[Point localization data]
═══

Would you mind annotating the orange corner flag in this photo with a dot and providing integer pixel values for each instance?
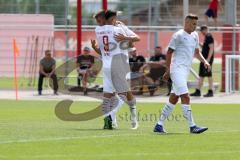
(15, 55)
(15, 48)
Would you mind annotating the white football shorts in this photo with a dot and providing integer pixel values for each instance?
(179, 77)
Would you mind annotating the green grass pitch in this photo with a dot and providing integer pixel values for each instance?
(30, 130)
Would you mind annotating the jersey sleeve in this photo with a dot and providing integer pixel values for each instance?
(127, 31)
(210, 39)
(173, 42)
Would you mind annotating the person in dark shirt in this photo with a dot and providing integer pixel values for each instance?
(135, 61)
(84, 68)
(157, 62)
(208, 54)
(47, 69)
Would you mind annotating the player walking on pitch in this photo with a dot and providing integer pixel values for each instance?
(115, 66)
(182, 48)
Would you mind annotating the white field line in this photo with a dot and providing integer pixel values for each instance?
(103, 136)
(139, 154)
(65, 138)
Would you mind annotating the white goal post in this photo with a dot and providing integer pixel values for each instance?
(230, 73)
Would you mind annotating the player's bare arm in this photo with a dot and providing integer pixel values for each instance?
(42, 71)
(53, 70)
(95, 47)
(122, 37)
(199, 56)
(166, 75)
(210, 53)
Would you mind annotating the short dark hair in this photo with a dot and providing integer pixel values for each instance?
(99, 14)
(203, 27)
(109, 14)
(191, 16)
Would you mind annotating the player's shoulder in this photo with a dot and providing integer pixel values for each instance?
(195, 34)
(179, 33)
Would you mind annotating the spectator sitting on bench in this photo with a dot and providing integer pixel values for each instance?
(84, 68)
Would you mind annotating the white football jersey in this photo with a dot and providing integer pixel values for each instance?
(184, 45)
(107, 44)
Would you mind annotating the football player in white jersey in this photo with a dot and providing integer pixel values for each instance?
(116, 102)
(115, 65)
(183, 46)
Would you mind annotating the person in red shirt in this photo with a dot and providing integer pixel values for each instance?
(212, 10)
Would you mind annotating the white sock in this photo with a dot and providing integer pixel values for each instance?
(116, 103)
(187, 113)
(166, 111)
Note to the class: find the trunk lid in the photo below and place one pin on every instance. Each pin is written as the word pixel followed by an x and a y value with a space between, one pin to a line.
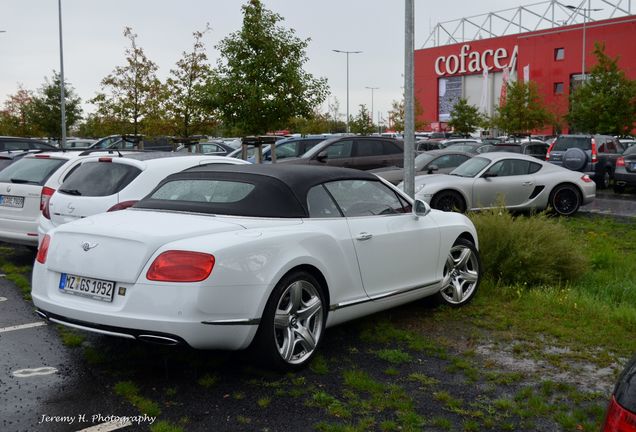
pixel 118 245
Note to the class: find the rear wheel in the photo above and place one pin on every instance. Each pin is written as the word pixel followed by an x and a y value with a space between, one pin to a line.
pixel 293 322
pixel 565 200
pixel 448 201
pixel 462 274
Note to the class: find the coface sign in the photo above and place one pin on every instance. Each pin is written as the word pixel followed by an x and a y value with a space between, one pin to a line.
pixel 474 61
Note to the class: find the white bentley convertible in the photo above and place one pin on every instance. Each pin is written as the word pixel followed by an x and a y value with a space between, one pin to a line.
pixel 262 255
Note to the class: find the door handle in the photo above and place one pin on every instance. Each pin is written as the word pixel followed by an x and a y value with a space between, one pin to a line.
pixel 364 236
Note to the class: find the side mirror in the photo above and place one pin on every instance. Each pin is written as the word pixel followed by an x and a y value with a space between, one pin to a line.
pixel 322 156
pixel 420 208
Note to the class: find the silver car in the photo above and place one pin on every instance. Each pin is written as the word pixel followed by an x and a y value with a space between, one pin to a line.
pixel 518 181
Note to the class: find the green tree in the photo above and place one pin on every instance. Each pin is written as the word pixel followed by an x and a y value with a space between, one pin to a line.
pixel 132 94
pixel 396 116
pixel 44 111
pixel 606 101
pixel 465 118
pixel 362 122
pixel 14 119
pixel 523 110
pixel 261 83
pixel 186 89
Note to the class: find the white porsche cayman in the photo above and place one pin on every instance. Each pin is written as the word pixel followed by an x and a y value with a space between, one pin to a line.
pixel 270 255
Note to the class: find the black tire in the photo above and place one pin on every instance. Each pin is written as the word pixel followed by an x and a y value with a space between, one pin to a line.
pixel 619 188
pixel 565 200
pixel 448 201
pixel 604 180
pixel 290 345
pixel 462 274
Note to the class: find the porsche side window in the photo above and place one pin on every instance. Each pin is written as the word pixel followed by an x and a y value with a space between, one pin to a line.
pixel 320 204
pixel 510 167
pixel 341 149
pixel 365 198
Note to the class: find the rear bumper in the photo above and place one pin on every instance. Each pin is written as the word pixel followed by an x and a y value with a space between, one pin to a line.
pixel 622 177
pixel 166 314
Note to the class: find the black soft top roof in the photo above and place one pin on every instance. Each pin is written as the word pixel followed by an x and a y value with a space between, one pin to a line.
pixel 280 190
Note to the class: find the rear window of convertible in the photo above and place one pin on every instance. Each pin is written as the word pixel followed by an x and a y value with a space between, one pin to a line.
pixel 99 179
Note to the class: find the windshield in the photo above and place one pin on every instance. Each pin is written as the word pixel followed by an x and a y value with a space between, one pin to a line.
pixel 471 167
pixel 422 160
pixel 31 170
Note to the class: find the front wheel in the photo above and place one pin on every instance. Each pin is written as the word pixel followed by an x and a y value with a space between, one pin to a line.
pixel 462 274
pixel 293 322
pixel 565 200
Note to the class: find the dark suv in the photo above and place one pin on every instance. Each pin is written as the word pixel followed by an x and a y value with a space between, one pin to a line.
pixel 595 155
pixel 354 151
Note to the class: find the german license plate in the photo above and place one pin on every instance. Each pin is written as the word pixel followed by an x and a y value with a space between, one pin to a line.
pixel 87 287
pixel 11 201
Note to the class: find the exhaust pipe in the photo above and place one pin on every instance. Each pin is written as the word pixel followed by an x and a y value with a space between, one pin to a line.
pixel 160 340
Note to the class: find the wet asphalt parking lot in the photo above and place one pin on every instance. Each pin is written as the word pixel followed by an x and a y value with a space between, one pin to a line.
pixel 47 386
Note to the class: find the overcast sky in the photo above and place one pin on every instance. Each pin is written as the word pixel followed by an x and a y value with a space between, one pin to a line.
pixel 94 43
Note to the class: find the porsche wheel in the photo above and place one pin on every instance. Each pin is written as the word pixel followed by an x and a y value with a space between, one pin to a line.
pixel 448 201
pixel 293 322
pixel 565 200
pixel 462 274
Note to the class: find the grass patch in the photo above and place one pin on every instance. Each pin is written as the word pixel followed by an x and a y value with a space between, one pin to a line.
pixel 70 337
pixel 394 356
pixel 129 391
pixel 527 250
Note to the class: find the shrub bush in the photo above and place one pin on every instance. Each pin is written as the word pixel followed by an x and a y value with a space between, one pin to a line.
pixel 527 250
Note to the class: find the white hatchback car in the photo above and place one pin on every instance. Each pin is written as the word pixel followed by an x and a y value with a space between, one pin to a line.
pixel 115 182
pixel 26 186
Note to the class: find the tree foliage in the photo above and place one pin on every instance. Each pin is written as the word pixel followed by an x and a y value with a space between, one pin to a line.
pixel 465 118
pixel 186 89
pixel 132 94
pixel 261 83
pixel 44 110
pixel 14 118
pixel 362 123
pixel 606 101
pixel 396 116
pixel 523 110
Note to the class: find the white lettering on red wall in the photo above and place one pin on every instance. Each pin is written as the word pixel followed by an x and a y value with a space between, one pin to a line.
pixel 474 61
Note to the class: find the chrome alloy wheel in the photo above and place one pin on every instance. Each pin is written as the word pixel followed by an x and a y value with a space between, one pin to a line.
pixel 461 274
pixel 298 322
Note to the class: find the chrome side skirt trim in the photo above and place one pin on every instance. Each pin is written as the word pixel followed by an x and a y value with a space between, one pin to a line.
pixel 379 296
pixel 244 321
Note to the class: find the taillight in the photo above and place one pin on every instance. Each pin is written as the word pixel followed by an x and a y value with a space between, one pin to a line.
pixel 43 250
pixel 181 266
pixel 45 198
pixel 547 155
pixel 619 419
pixel 123 205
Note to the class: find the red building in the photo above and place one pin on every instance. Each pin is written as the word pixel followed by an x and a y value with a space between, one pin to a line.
pixel 552 58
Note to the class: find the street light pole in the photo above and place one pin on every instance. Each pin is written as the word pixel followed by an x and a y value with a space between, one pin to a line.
pixel 347 53
pixel 62 96
pixel 372 88
pixel 585 11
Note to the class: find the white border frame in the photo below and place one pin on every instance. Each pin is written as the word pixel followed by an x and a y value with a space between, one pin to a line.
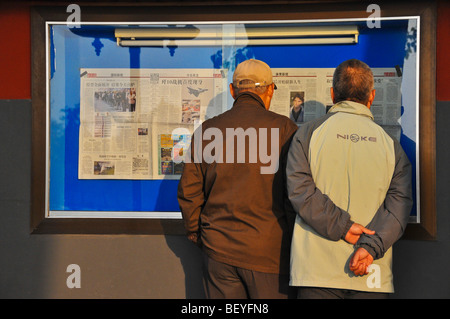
pixel 177 215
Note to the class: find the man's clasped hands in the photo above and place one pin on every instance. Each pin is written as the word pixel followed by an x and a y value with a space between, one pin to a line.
pixel 361 259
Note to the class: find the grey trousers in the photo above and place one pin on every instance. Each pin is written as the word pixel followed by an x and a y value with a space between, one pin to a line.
pixel 222 281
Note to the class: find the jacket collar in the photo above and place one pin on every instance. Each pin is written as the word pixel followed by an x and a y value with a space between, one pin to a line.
pixel 249 96
pixel 352 108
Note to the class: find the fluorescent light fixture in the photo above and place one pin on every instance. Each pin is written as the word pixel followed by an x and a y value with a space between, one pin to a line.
pixel 213 36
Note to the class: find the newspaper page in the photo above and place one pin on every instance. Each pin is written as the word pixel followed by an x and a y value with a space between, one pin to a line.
pixel 124 112
pixel 137 123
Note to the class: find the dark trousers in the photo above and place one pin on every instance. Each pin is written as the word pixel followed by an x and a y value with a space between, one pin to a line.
pixel 223 281
pixel 331 293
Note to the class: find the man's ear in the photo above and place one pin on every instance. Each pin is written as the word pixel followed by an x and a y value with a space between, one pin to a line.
pixel 371 98
pixel 332 95
pixel 233 94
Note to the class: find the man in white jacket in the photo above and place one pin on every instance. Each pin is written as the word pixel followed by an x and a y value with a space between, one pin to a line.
pixel 345 170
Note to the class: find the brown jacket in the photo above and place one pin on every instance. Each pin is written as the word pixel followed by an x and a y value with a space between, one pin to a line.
pixel 241 216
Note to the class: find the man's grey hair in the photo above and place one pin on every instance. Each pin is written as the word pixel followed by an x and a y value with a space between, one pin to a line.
pixel 353 81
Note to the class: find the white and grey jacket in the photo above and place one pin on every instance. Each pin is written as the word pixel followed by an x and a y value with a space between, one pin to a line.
pixel 344 168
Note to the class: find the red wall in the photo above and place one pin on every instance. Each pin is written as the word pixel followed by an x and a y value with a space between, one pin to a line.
pixel 15 55
pixel 443 52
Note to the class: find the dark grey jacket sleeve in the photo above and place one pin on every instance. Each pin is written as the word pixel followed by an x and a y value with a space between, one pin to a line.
pixel 314 207
pixel 391 219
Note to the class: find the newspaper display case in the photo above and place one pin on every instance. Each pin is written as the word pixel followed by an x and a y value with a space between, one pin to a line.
pixel 122 99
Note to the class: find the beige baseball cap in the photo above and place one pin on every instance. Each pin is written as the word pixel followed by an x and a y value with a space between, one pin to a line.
pixel 251 74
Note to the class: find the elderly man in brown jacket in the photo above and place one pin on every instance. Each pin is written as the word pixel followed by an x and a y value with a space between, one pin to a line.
pixel 232 192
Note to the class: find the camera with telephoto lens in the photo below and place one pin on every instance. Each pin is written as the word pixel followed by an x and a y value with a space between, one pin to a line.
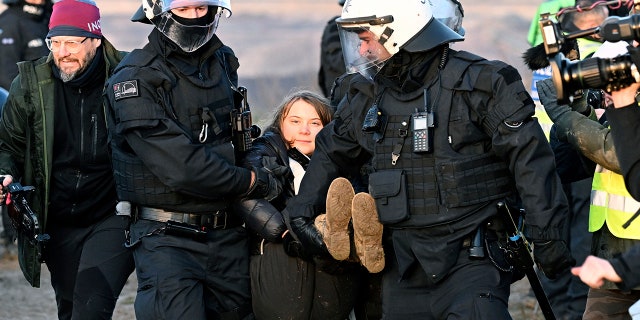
pixel 595 73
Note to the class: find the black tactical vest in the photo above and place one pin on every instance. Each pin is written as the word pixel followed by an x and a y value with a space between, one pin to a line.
pixel 134 181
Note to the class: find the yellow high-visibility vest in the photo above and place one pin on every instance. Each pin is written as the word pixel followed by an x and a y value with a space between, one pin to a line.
pixel 611 203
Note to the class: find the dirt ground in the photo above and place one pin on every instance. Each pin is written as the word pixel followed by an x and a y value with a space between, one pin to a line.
pixel 277 42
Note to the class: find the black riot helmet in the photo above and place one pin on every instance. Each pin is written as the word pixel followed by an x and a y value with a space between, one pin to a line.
pixel 189 37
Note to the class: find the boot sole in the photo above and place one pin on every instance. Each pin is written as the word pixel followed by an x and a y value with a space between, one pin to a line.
pixel 339 198
pixel 367 232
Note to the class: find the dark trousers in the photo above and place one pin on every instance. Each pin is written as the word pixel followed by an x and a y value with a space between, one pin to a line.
pixel 182 278
pixel 89 266
pixel 473 289
pixel 284 287
pixel 567 293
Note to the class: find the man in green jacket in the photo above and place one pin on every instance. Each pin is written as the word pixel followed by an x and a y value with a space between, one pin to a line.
pixel 53 136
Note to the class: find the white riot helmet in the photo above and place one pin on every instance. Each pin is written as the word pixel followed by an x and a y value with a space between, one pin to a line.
pixel 372 31
pixel 188 37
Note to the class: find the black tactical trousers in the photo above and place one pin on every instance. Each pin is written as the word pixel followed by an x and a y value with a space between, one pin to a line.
pixel 89 266
pixel 182 278
pixel 473 289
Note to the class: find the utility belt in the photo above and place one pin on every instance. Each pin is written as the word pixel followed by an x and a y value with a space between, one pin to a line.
pixel 221 219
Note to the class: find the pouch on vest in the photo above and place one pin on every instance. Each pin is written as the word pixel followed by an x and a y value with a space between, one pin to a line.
pixel 389 189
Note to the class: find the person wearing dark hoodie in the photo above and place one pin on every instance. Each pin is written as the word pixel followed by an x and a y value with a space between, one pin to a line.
pixel 53 136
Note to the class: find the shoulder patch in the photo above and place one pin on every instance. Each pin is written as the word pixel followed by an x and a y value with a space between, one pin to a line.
pixel 126 89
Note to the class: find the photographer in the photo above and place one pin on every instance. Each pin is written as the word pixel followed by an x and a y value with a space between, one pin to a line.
pixel 611 205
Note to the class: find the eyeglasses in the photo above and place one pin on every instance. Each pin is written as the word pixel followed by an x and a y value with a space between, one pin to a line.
pixel 73 46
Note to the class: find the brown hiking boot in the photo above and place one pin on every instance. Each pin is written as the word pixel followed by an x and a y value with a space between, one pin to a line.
pixel 367 232
pixel 336 236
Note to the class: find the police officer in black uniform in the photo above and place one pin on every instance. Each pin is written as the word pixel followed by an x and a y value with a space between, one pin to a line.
pixel 449 134
pixel 173 160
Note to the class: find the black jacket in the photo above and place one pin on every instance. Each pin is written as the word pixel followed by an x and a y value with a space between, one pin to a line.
pixel 262 217
pixel 171 128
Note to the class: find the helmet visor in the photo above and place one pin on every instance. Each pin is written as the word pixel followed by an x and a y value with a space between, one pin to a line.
pixel 363 50
pixel 188 37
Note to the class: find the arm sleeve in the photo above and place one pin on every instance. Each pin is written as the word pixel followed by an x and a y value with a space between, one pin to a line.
pixel 520 141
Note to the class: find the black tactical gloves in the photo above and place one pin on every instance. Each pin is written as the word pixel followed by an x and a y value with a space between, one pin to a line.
pixel 269 180
pixel 552 257
pixel 548 98
pixel 309 236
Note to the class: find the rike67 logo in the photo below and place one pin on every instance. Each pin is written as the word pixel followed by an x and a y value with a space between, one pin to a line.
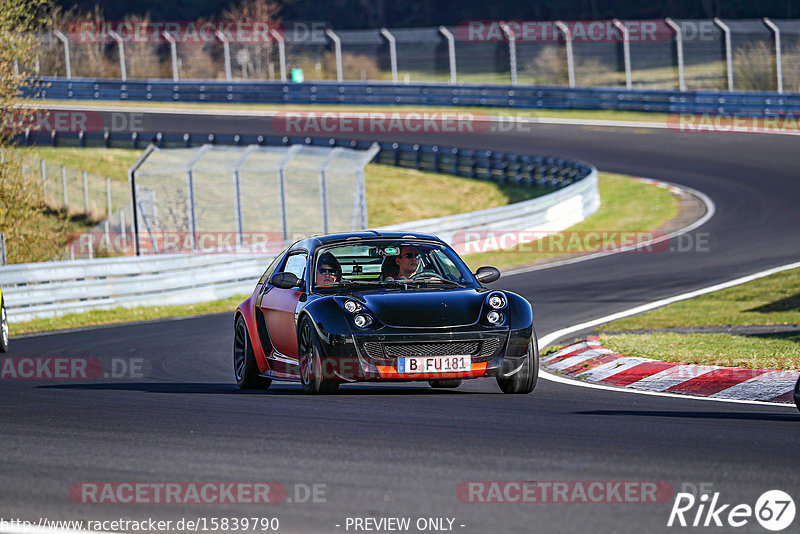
pixel 774 510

═══

Task instructions: Counting the line with "Note to the class: find the helmet" and the last line of the data above, transcribe those two lines and every line between them exactly, without the pictures.

Response:
Note to the class: find the helmet visor in the photo above and place one pin on every instance. Each pin is written as the word pixel followed by an x and a y value with a space between, one pin to a line.
pixel 363 50
pixel 188 37
Note to the class: find the arm sleeve in the photo above and place one pin on every instance. Each pin is written as the word pixel followed by an x and a y value with a space between, one pin to a line.
pixel 520 141
Note to the class: find the black tactical gloves in the photo above and place one pin on every instance. Each pin is written as the word pixel followed by an x and a y value with a space between, one pin to a line.
pixel 269 180
pixel 552 257
pixel 548 98
pixel 309 236
Note to the class: find the rike67 logo in the photo below and place one pin on every instance. Each pin is written as the word pixel followed by an x and a y value with a space between, one pin to a line.
pixel 774 510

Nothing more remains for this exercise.